As per the GOF (I have marked few words/sentences as bold to emphasis the content related to my Questions)
ObjectWorks\Smalltalk [Par90] uses the term
pluggable adapter to describe classes with built-in interface adaptation.
Consider a TreeDisplay widget that can display tree structures graphically.
If this were a special-purpose widget for use in just one application, then
we might require the objects that it displays to have a specific interface;
that is, all must descend from a Tree abstract class. But if we wanted to
make TreeDisplay more reusable (say we wanted to make it part of a toolkit
of useful widgets), then that requirement would be unreasonable.
Applications will define their own classes for tree structures. They
shouldn't be forced to use our Tree abstract class. Different tree
structures will have different interfaces.
Pluggable adapters. Let's look at three ways to implement pluggable adapters
for the TreeDisplay widget described earlier, which can lay out and display
a hierarchical structure automatically.
The first step, which is common to all three of the implementations discussed
here, is to find a "narrow" interface for Adaptee, that is, the smallest
subset of operations that lets us do the adaptation. A narrow interface
consisting of only a couple of operations is easier to adapt than an
interface with dozens of operations. For TreeDisplay, the adaptee is any
hierarchical structure. A minimalist interface might include two
operations, one that defines how to present a node in the hierarchical
structure graphically, and another that retrieves the node's children.
Then there are two use cases
"Narrow Interface" being made as abstract and part of the TreeDisplay
Class
Narrow Interface extracted out as a separate interface and having a composition of it in the TreeDisplay class
(There is a 3rd approach of Parameterized adapter also but skipping it for simplicity, Also this 3rd one is I guess more specific to Small talk)
When we talk about the Adapter design pattern, we typically consider two preexisting APIs that we would like to integrate, but which don't match up because they were implemented at different times with different domains. An Adapter may need to do a lot of mapping from one API to the other, because neither API was designed with this sort of extensibility in mind.
But what if the Target API had been designed with future adaptations in mind? A Target API can simplify the job of future Adapters by minimizing assumptions and providing the narrowest possible interface for Adapters to implement. Note this design requires a priori planning. Unlike typical use cases for the Adapter pattern, you cannot insert a Pluggable Adapter between any two APIs. The Target API must have been designed to support pluggable adaptations.
Q1) This is what the GoF means by built-in interface adaptation: an interface is built into the Target API in order to support future adaptations.
Q2) As mentioned, this is a relatively unusual scenario for an Adapter, since the typical strength of the pattern is its ability to handle APIs that have no common design.
The GoF lists three different approaches to design a Target API for adaptation. The first two are recognizable as a couple of their Behavioral design patterns.
Template Method
Strategy
Closures (what Smalltalk calls code blocks)
Q3) Without getting caught up in details of the GoF's GUI examples, the basic idea behind designing what they call a "narrow interface" is to remove as much domain specificity as possible. In Java, the starting point for a domain-agnostic API would almost certainly be the functional interfaces.

Data shown -
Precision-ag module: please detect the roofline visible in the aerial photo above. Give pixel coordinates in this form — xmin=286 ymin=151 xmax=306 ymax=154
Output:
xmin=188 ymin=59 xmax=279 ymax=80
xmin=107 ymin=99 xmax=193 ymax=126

List of tasks -
1) Answer these three questions from the pluggable adapter discussion:
(a) What term does ObjectWorks\Smalltalk use for classes with built-in interface adaptation?
(b) What two operations might a minimalist interface for TreeDisplay include?
(c) In Java, what would almost certainly be the starting point for a domain-agnostic API?
2) Which approaches does the GoF list, according to the pluggable adapter discussion, for designing a Target API for adaptation? Name every one.
3) Carry the pluggable adapter discussion forward, starting after its last sentence.
The listing is separate material, unrelated to the pluggable adapter discussion.

Exercise responses -
1)
(a) Pluggable adapter.
(b) One that defines how to present a node in the hierarchical structure graphically, and one that retrieves the node's children.
(c) The functional interfaces.

2)
Template Method
Strategy
Closures (what Smalltalk calls code blocks)

3)
A Target API with dependencies on these interfaces should be much simpler to adapt than an API built around domain-specific methods. The former allows for creation of Pluggable Adapters, while the latter would require a more typical Adapter with heavy mapping between APIs.
Let me share a couple of thoughts.
First, since the question has been posted with the Smalltalk tag, I'll use the Smalltalk syntax which is less verbose (e.g. #children instead of GetChildren(Tree,Node), etc.)
As an introduction to this issue (which may be useful for some readers), let's say that (generic) frameworks need to use a generic language (e.g. #children). However, generic terms may not be natural for the specific object you are considering. For example, in the case of a File System, one usually has #files, #directories, etc., but may not have the selector #children. Even if adding these selectors won't kill anyone, you don't want to populate your classes with new "generic" selectors every time an "abstract" class imposes its naming conventions. In the real life, if you do that, sooner or later you will end-up having collisions with other frameworks for which the very same selector has a different meaning. This implies that every framework has the potential of producing some impedance (a.k.a. friction) with the objects that try to benefit from it. Well, adapters are meant to mitigate these side effects.
There are several ways to do this. One is making your framework pluggable. This means that you will not require the clients to implement specific behavior. Instead you will ask the clients to provide a selector or a block whose evaluation will produce the required behavior.
In the Directory example, if your class Directory happens to implement, say #entities, then instead of creating #children as a synonym, you will tell the appropriate class in the framework something like childrenSelector: #entities. The object receiving this method will then "plug" (remember) that it has to send you #entities when looking for children. If you don't have such a method, you still can provide the required behavior using a block that does what's needed. In our example the block would look like
childrenSelector: [self directories, self files].
(Side note: the pluggable framwork could provide a synonym #childrenBlock: so to make its interface more friendly. Alternatively, it could provide a more general selector such as childrenGetter:, etc.)
The receiver will now keep the block in its childrenGetter ivar and will evaluate it every time it needs the client's children.
Another solution one might want to consider consists in requiring the client to subclass an abstract class. This has the advantage of exposing very clearly the client's behavior. Note however than this solution has some drawbacks because, in Smalltalk, you can only inherit from one parent. So, imposing the superclass may result in an undesirable (or even unfeasible) constraint.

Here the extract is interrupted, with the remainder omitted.